§ DOCUMENT EXCERPT
A focused meeting to discuss the leading models proposed to explain elemental abundance variations in the solar atmosphere and examine how they compare to high resolution observations from current space missions (such as Hinode, IRIS, and Solar Orbiter). Implications for the development of future solar missions (Solar-C), and the understanding of activity in solar-like stellar coronae will also be discussed.

The schedule, speaker biographies, and abstracts will be available closer to the meeting date.

Poster session

There will be a poster session on Monday 16 June. If you would like to present a poster, please submit your proposed title, abstract (up to 200 words), author list, and the name of the proposed presenter and institution to the Scientific Programmes team. Acceptances may be made on a rolling basis so we recommend submitting as soon as possible in case the session becomes full. Submissions made within one month of the meeting may not be included in the programme booklet.

Attending the meeting

This event is intended for researchers in relevant fields and is a residential meeting taking place at the Apex hotel in Edinburgh.

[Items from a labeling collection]

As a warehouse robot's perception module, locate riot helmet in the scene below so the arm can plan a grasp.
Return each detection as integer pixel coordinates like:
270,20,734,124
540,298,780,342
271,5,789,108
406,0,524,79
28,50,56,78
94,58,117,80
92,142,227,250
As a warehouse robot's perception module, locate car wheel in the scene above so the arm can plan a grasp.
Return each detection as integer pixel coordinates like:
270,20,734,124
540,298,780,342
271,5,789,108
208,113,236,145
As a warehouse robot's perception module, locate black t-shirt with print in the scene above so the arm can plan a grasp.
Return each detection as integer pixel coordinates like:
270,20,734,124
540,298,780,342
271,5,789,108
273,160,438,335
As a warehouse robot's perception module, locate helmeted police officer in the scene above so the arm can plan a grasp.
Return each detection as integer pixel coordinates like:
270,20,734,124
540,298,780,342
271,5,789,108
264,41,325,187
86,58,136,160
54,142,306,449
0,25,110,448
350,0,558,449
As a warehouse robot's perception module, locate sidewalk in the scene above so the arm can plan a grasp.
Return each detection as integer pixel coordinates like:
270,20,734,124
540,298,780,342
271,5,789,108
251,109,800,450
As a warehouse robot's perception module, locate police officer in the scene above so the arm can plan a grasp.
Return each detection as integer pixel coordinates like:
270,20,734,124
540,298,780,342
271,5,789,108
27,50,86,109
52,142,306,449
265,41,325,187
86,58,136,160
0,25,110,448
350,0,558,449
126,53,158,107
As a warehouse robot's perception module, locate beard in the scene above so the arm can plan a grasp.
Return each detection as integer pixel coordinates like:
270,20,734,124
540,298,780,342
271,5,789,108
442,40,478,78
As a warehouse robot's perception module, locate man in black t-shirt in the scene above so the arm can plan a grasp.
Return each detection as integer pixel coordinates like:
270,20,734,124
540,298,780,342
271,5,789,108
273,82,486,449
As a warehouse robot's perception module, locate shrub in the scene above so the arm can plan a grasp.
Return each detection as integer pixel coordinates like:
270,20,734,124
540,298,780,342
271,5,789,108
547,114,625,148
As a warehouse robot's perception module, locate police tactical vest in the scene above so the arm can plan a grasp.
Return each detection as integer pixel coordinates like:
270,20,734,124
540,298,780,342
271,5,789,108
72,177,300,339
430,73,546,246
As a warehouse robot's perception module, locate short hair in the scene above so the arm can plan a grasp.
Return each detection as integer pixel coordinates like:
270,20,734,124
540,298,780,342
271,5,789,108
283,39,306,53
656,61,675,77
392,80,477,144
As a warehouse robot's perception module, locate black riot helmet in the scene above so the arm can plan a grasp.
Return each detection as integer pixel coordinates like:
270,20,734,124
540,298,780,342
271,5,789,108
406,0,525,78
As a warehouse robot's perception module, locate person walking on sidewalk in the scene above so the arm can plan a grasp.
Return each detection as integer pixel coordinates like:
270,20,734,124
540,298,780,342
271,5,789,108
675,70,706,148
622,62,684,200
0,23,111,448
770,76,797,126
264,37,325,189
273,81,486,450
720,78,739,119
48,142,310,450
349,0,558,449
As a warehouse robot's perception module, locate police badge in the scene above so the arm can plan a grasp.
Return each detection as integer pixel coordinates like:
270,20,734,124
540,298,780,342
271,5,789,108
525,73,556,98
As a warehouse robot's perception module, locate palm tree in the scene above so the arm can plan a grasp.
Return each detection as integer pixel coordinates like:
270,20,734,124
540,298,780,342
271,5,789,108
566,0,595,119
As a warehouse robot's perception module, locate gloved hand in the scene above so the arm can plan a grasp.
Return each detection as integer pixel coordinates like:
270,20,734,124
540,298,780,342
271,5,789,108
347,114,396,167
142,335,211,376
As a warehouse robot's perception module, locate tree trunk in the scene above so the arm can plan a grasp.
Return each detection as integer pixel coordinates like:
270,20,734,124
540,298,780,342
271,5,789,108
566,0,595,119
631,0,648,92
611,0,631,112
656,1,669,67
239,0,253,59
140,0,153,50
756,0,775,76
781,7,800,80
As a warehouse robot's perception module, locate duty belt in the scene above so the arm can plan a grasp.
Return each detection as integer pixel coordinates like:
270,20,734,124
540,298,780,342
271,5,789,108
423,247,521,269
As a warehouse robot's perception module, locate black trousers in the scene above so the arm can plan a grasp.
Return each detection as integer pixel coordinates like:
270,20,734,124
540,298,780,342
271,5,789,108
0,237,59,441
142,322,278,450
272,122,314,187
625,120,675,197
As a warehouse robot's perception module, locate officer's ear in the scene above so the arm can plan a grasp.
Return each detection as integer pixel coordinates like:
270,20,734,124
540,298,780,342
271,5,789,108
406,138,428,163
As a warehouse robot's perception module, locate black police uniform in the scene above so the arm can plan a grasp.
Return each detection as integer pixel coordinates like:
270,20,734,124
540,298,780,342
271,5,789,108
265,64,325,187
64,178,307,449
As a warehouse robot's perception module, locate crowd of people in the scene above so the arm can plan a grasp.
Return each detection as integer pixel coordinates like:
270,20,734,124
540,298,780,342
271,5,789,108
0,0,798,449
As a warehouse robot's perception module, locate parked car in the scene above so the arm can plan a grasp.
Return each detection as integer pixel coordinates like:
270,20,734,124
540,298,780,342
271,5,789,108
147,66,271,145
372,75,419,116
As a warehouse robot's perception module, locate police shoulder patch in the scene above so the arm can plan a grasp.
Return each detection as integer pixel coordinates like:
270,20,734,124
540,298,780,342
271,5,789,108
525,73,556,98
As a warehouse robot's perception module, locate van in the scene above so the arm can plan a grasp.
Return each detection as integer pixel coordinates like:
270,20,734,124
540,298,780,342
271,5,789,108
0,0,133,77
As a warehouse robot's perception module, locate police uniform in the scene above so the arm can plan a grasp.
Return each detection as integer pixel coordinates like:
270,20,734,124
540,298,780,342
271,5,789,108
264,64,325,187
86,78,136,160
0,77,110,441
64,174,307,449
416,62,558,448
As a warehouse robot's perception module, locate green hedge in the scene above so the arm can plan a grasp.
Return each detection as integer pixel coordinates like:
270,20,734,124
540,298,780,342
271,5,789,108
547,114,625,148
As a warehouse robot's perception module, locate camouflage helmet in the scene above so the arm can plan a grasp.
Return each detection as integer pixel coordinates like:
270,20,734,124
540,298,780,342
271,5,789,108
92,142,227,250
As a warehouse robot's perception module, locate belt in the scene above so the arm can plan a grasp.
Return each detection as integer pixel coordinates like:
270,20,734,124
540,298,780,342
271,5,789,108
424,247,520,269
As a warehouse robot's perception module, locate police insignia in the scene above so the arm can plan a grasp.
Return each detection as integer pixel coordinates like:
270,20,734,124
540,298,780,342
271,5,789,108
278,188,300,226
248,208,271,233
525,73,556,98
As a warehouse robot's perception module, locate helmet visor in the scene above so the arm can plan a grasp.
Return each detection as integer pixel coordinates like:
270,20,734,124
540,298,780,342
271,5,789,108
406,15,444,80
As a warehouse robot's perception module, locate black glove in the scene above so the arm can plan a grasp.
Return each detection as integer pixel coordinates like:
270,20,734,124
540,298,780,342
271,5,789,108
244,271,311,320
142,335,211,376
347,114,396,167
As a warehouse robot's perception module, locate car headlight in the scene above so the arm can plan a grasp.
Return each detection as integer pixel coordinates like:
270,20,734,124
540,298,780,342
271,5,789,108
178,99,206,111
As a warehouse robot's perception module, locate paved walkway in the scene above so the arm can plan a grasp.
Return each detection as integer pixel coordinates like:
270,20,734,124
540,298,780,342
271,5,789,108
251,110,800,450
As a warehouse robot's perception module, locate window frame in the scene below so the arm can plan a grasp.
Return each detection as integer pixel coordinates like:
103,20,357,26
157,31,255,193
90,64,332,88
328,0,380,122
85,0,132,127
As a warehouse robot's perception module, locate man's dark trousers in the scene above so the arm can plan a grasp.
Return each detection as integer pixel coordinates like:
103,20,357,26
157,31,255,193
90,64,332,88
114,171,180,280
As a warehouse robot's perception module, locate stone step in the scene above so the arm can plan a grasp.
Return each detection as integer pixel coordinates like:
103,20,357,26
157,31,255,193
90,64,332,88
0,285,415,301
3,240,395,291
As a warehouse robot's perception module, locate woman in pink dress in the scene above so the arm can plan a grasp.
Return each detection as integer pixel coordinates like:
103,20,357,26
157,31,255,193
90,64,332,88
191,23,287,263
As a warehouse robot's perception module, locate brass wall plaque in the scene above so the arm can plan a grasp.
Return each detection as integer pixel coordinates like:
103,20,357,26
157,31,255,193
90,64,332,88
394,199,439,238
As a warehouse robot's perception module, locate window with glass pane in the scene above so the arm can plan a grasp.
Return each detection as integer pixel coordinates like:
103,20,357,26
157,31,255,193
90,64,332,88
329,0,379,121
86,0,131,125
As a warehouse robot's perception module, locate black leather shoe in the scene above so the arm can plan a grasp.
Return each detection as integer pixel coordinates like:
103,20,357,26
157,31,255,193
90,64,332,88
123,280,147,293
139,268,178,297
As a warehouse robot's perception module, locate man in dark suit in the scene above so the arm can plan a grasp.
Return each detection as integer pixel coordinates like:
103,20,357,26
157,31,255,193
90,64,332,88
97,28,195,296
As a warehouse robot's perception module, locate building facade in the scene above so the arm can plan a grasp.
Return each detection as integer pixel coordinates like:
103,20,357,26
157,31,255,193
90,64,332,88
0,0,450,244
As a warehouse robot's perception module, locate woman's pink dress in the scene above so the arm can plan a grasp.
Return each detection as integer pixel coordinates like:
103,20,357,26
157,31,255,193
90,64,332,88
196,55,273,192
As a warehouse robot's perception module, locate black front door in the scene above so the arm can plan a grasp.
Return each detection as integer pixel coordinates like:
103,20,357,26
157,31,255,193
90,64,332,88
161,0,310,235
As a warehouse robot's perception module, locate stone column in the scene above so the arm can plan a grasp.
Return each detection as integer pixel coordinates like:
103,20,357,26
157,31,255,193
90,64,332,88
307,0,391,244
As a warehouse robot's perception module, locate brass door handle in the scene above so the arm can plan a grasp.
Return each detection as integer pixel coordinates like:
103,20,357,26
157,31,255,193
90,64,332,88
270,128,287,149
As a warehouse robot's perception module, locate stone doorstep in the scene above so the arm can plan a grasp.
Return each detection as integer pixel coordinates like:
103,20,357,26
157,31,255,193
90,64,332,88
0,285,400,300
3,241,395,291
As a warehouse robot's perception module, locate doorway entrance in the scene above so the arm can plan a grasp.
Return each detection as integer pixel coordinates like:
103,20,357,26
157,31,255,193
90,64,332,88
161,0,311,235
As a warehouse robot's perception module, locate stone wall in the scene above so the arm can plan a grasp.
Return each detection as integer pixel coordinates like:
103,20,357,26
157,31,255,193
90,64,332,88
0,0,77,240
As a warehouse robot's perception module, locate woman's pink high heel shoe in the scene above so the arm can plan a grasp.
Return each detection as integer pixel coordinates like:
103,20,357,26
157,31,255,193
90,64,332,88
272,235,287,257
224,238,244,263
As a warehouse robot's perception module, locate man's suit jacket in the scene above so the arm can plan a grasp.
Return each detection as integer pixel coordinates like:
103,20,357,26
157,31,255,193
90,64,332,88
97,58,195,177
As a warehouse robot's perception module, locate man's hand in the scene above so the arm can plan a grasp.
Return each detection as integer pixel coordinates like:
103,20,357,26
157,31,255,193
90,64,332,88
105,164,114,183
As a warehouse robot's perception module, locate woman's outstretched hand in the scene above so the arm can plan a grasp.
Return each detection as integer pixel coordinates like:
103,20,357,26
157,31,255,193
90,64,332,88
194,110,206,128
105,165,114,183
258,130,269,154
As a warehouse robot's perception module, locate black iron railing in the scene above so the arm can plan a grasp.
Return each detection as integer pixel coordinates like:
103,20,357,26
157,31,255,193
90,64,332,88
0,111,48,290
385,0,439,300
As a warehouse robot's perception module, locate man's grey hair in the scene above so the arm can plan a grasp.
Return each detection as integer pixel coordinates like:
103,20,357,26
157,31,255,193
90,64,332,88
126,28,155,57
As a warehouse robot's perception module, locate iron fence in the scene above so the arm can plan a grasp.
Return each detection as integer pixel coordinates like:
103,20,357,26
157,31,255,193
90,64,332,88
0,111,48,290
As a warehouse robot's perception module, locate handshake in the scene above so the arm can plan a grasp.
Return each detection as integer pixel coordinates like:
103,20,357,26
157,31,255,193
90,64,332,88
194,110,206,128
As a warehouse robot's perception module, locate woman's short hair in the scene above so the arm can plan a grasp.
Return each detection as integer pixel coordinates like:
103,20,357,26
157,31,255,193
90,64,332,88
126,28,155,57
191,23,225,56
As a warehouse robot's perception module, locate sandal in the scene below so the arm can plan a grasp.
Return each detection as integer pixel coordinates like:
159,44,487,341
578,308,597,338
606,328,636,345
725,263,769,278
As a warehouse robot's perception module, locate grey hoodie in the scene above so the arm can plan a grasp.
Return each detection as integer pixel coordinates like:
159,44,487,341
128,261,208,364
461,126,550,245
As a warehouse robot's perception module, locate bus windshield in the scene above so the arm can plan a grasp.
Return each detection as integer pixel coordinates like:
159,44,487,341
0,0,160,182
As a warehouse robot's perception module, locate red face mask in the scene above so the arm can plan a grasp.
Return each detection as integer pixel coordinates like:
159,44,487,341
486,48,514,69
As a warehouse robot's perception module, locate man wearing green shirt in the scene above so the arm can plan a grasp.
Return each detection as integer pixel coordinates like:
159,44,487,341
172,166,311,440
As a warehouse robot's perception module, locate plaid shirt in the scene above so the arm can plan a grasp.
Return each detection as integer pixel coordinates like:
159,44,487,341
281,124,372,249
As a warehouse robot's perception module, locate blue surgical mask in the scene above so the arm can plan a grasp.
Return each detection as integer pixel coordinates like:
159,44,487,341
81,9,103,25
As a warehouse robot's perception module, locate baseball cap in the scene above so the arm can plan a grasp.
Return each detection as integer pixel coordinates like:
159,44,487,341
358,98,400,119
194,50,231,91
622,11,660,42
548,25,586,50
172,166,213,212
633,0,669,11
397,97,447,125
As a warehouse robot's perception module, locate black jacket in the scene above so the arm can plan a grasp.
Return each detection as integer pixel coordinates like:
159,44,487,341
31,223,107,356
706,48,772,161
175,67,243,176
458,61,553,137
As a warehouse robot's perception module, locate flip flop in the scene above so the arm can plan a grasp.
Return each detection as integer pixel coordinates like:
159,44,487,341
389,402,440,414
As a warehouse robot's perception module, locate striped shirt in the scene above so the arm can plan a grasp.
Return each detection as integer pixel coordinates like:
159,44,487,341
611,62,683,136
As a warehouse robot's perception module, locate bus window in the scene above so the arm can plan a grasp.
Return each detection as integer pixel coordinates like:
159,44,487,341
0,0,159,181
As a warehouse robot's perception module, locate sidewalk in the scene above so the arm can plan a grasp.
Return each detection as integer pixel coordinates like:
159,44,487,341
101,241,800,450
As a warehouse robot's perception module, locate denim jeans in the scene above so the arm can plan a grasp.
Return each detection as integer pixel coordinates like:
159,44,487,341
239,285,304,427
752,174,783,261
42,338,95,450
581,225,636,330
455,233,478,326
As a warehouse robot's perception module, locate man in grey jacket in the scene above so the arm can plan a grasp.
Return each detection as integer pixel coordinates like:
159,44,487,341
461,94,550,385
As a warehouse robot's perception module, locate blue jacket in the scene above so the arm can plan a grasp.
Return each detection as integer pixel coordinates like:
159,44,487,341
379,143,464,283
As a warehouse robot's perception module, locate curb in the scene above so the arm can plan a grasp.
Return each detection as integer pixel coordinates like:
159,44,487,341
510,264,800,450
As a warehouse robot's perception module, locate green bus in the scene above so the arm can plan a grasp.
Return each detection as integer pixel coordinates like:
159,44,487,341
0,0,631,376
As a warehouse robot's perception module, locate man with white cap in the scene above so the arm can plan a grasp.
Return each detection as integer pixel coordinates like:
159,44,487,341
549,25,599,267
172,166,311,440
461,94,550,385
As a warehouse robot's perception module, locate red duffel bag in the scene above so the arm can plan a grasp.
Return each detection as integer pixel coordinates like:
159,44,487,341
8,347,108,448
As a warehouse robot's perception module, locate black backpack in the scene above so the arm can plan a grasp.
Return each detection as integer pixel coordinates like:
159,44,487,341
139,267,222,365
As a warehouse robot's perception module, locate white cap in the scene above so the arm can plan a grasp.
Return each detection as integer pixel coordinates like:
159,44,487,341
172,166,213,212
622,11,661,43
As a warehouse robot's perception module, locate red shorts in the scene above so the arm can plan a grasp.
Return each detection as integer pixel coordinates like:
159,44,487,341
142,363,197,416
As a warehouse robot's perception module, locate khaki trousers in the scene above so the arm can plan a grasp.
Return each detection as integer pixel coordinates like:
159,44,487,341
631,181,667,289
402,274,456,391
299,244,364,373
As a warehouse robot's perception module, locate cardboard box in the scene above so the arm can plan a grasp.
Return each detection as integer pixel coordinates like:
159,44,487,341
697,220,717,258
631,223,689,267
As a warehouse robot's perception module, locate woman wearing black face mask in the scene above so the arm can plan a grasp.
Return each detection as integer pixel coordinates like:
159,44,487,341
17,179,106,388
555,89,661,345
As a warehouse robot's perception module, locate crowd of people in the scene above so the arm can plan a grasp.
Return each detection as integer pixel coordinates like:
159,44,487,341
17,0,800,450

§ WORK TO DO
1) According to the solar meeting announcement, on what day is the poster session?
2) Continue the solar meeting announcement from its final sentence.

§ THE RESULTS
1) Monday 16 June.

2)
  • Free to attend
  • Advance registration is essential
  • This is an in-person only meeting

Enquiries: Scientific Programmes team.

Organisers

  • Dr David Long, Dublin City University, Ireland

    Dr David Long

    David Long obtained a 1st Class Honours (BA Mod, Physics with Astrophysics) from Trinity College Dublin. This was followed by a PhD in Solar Astrophysics, also from Trinity College Dublin, during which time he spent time as a Predoctoral Fellow at the Harvard-Smithsonian Centre for Astrophysics in Cambridge, MA. He then moved to University College London, where he was an Early-Career Leverhulme Fellow, followed by a STFC Ernest Rutherford Fellow. In 2019, he became a Lecturer in Solar Physics at University College London, and in 2000, he became the UK Principal Investigator for the Extreme Ultraviolet Imager onboard the ESA/NASA Solar Orbiter spacecraft. In 2022, he moved to Queen's University Belfast as a Research Fellow, before starting a position as an Assistant Professor at Dublin City University in 2023. His research focuses on the initiation and evolution of solar eruptions in the solar atmosphere, and to date he has published more than 100 academic papers in peer reviewed scientific journals.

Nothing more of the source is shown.